SELECTED EXTRACT:
++++++++

If it is the cable, here are a couple of tips. The cab interior end of the cable will fit into the pull handle two ways. The "shallow" end goes into the handle first. The "deep" portion will fit but when you apply tension to the mechanism it will bind and bend the cable. BTDT.

Remove the interior end first.

Remove the pull latch (two screws) for ease of access. Remove the cable from handle. Pull the cable and grommet from the engine compartment side. There are/were hold down clamps holding the cable to the fender wells. Remove them.

Loosen the adjusting nuts on the latch end adjuster. slip the cable adjusting barrel out of the slot.

Remove the four screws holding the latch plate, you'll probably need an impact drive but you might get lucky with a GOOD large screwdriver or socket bit. Remove the cable and latch assembly from the support brace. This will give you access to remove the Cletus pin, bolt or cotter pin holding the cable to the latch. Pull the cable from the engine compartment end through the support channel.

++++++++

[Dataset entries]
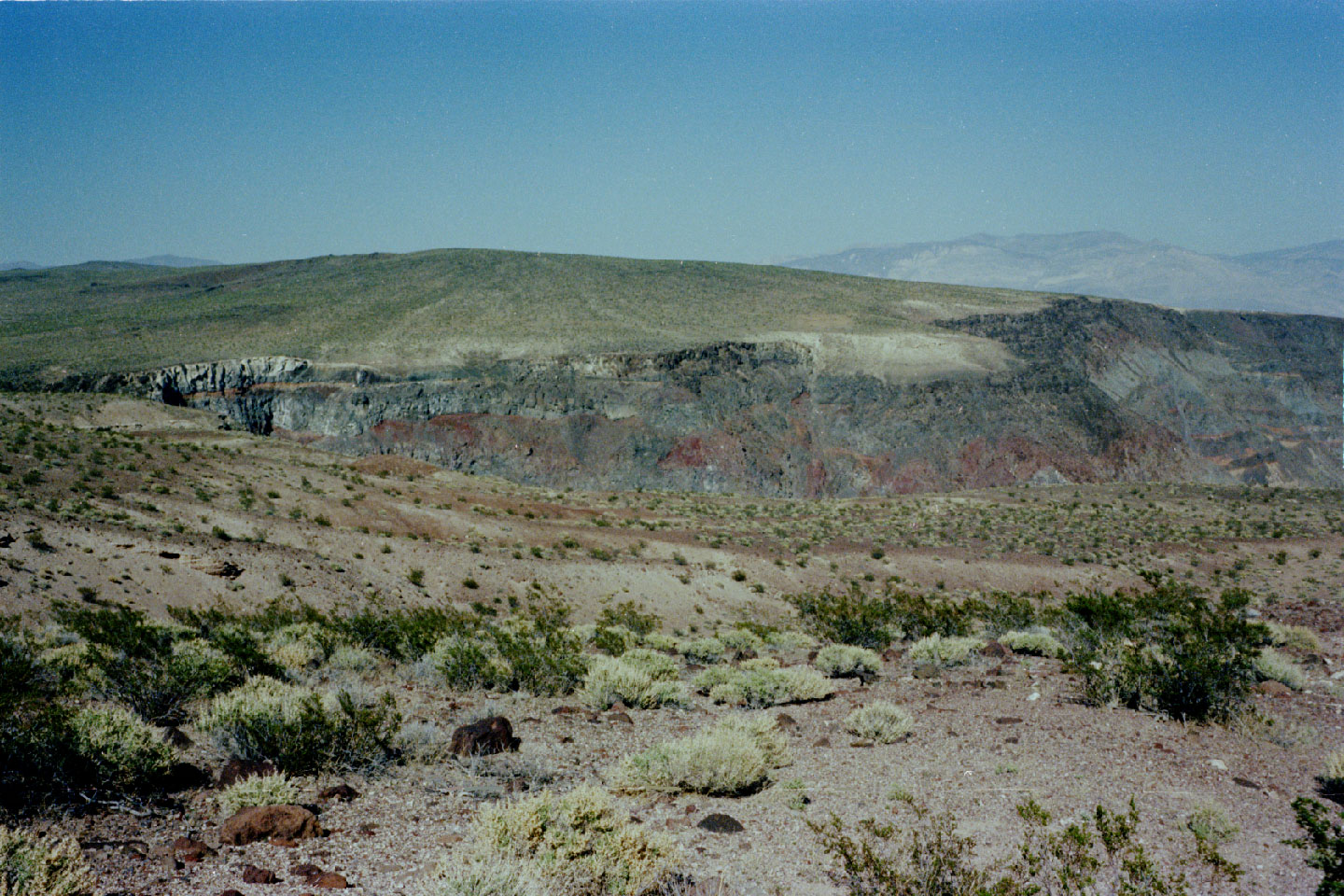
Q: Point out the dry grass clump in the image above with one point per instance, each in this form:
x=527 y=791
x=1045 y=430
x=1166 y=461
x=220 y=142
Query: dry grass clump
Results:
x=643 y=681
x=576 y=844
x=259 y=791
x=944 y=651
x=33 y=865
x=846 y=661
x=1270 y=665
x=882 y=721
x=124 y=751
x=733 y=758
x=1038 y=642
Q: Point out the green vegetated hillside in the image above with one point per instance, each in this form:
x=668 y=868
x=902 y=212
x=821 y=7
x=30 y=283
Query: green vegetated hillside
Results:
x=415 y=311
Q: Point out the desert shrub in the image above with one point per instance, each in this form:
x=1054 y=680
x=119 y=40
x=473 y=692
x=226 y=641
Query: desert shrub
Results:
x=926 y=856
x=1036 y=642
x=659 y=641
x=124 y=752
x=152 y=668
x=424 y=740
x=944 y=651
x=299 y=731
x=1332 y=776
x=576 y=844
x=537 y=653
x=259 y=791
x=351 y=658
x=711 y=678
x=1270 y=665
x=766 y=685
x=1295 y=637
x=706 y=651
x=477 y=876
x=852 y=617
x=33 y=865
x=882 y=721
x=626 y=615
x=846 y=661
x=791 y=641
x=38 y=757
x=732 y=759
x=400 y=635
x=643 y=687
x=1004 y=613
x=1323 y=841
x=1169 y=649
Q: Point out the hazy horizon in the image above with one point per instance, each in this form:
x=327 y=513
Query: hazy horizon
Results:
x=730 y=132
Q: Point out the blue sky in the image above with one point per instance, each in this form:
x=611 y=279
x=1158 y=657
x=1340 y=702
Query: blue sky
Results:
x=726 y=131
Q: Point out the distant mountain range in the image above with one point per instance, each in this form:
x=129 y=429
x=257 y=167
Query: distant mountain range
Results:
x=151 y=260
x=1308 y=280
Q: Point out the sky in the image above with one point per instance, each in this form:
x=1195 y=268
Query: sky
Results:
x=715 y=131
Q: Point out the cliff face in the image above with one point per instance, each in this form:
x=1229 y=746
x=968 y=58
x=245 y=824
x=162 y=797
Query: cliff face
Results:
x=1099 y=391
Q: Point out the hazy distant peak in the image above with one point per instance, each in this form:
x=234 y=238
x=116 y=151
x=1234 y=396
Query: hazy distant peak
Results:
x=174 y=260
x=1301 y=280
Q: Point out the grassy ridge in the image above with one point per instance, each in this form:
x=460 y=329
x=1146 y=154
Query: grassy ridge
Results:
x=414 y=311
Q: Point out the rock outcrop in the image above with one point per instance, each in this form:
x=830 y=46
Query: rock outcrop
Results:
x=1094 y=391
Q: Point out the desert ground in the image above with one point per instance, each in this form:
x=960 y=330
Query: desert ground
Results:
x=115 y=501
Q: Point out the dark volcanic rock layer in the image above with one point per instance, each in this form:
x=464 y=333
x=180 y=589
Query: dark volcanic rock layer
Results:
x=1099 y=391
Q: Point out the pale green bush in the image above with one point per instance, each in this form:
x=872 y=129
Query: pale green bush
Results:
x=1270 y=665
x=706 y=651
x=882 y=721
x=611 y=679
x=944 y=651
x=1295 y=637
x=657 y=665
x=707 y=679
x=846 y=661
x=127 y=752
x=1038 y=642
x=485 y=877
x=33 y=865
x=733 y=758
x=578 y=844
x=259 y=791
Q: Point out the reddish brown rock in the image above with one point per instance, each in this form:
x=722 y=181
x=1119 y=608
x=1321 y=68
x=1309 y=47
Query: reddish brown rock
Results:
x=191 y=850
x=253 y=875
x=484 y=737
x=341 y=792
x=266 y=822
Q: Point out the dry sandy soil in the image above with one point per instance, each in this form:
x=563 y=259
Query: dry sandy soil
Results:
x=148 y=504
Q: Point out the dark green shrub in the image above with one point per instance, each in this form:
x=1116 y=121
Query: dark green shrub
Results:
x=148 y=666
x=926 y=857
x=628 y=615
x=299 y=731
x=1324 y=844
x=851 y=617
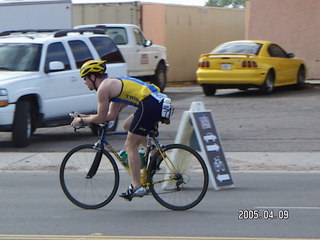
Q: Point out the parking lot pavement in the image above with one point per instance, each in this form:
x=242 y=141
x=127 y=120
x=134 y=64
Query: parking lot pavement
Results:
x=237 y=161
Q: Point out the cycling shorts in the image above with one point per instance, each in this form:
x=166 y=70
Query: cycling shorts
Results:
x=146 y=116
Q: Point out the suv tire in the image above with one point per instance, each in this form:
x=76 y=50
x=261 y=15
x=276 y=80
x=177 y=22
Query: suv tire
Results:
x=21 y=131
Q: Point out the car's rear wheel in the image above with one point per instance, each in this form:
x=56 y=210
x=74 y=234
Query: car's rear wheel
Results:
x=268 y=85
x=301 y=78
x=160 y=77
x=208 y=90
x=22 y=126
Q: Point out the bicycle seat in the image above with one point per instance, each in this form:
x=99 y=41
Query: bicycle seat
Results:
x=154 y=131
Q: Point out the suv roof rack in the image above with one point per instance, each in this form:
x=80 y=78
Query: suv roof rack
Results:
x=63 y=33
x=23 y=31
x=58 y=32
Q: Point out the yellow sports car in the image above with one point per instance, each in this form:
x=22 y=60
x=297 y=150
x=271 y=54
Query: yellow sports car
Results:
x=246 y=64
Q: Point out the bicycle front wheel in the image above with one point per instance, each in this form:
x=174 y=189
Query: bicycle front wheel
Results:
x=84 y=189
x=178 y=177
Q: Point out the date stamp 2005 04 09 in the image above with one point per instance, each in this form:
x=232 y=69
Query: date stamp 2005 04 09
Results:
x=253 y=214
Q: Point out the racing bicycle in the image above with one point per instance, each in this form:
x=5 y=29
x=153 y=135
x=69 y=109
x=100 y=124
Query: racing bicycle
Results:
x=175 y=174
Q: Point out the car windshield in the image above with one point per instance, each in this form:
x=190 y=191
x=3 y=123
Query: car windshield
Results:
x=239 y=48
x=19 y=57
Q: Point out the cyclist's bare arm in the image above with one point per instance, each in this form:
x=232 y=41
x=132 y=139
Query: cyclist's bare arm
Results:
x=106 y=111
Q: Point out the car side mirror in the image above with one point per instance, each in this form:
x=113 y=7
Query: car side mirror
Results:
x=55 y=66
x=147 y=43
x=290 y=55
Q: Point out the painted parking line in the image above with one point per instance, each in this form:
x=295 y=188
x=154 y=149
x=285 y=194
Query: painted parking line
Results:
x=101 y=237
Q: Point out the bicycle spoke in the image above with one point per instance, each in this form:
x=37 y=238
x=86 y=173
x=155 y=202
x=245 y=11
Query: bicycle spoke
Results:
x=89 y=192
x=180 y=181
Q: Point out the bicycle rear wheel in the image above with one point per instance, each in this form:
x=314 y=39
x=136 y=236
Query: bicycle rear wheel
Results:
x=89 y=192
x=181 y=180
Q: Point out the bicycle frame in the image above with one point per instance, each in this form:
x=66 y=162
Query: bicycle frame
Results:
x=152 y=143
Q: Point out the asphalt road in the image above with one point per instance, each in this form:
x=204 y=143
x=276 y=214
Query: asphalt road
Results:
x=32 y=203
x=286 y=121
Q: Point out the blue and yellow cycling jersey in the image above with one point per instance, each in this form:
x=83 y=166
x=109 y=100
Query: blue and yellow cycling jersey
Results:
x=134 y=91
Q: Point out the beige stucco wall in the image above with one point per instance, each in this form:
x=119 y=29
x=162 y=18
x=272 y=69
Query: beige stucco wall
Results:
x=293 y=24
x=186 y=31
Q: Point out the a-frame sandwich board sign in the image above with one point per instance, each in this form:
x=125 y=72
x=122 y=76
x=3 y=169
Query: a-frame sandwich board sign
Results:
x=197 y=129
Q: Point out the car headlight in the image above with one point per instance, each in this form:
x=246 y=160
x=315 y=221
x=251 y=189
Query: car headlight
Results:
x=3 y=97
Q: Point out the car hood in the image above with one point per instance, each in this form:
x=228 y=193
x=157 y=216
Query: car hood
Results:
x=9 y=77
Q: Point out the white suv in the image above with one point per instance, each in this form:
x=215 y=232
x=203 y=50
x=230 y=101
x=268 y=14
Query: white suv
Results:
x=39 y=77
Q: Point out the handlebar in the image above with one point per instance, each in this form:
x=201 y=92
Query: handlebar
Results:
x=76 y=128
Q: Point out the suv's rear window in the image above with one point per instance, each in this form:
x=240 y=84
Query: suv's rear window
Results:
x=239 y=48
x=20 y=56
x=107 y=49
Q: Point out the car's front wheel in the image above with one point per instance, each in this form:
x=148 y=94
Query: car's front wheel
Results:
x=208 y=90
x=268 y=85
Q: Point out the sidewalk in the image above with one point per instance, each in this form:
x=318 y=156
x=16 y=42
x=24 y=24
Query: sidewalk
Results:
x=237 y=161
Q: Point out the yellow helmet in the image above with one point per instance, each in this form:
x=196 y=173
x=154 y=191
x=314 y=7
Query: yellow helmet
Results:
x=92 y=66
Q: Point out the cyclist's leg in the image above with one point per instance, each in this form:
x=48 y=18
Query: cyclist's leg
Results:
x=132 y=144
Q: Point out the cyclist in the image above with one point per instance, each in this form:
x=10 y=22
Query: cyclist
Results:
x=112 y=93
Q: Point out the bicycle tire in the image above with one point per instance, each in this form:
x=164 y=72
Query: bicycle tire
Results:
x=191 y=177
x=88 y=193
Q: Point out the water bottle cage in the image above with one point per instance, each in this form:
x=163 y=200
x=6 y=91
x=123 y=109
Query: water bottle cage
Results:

++++++++

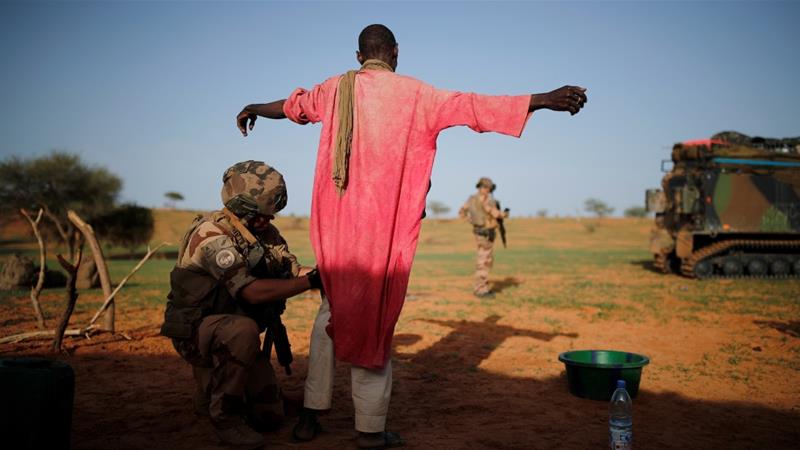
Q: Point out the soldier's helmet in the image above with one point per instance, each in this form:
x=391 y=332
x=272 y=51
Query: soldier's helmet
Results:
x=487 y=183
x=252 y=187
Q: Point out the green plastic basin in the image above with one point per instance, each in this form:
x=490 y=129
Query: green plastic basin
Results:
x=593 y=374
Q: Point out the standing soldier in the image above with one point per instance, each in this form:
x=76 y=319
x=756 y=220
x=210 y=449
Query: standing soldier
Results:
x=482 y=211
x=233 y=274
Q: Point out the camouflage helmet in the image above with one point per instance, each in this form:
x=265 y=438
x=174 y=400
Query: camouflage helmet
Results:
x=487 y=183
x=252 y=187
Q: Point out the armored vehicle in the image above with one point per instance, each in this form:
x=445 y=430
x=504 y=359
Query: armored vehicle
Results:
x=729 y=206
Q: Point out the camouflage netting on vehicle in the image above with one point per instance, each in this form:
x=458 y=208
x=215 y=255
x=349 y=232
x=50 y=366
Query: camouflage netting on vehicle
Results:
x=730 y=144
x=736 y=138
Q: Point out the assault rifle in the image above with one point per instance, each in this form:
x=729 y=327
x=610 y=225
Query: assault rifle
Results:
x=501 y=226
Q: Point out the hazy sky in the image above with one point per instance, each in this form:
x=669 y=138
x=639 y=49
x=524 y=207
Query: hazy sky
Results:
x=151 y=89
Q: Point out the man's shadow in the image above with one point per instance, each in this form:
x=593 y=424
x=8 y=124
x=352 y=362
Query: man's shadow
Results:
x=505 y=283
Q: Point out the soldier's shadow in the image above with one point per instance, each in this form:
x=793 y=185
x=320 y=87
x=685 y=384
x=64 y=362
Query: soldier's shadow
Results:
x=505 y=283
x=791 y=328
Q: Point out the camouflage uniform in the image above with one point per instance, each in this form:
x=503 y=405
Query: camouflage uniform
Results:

++++++++

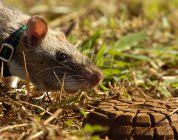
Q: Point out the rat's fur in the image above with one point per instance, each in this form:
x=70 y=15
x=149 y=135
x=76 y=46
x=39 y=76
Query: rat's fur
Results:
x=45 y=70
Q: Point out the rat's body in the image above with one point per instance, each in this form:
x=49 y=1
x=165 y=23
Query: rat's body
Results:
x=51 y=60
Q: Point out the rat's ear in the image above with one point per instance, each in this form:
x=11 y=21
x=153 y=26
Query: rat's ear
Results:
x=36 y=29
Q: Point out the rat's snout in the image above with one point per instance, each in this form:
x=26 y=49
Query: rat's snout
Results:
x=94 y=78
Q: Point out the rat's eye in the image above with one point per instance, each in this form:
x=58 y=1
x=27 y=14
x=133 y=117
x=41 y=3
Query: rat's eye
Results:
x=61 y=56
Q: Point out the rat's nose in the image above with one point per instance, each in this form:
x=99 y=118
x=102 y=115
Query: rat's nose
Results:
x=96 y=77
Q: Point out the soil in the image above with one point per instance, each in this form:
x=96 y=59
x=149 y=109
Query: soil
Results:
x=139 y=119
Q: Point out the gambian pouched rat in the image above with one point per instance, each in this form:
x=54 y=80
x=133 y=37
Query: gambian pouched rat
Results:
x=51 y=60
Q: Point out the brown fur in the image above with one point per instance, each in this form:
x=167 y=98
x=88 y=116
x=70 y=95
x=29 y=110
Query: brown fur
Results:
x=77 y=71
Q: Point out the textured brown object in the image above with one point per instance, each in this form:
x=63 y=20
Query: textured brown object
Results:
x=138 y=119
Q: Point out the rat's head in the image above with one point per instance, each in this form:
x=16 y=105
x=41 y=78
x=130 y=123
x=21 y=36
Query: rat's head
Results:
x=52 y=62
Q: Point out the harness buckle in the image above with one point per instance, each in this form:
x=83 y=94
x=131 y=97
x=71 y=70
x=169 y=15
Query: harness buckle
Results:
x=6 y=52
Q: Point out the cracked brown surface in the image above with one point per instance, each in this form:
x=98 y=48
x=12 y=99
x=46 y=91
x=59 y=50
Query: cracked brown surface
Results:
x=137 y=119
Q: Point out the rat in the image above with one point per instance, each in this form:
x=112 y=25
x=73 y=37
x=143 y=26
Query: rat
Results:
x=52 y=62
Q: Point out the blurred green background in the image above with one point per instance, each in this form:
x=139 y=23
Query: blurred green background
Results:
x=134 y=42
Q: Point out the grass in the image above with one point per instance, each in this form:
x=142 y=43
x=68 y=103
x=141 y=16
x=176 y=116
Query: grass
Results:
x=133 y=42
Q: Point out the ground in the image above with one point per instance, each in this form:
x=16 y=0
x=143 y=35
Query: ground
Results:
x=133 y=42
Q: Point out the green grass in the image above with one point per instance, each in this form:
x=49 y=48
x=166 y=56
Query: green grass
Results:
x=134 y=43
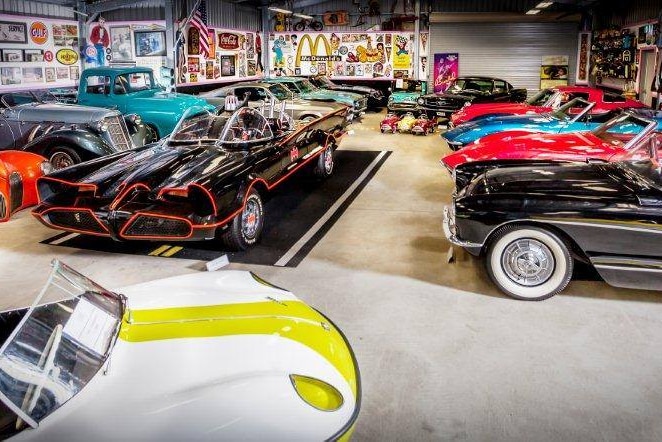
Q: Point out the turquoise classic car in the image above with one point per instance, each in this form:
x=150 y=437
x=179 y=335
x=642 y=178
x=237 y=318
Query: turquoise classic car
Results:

++++++++

WHAT IS BEING ASKED: Could you reproduce the cable tips word for word, from "If it is the" to "the cable. BTDT."? The listing is separate from the cable tips.

SOLUTION TO THIS TASK:
If it is the cable, here are a couple of tips. The cab interior end of the cable will fit into the pull handle two ways. The "shallow" end goes into the handle first. The "deep" portion will fit but when you apply tension to the mechanism it will bind and bend the cable. BTDT.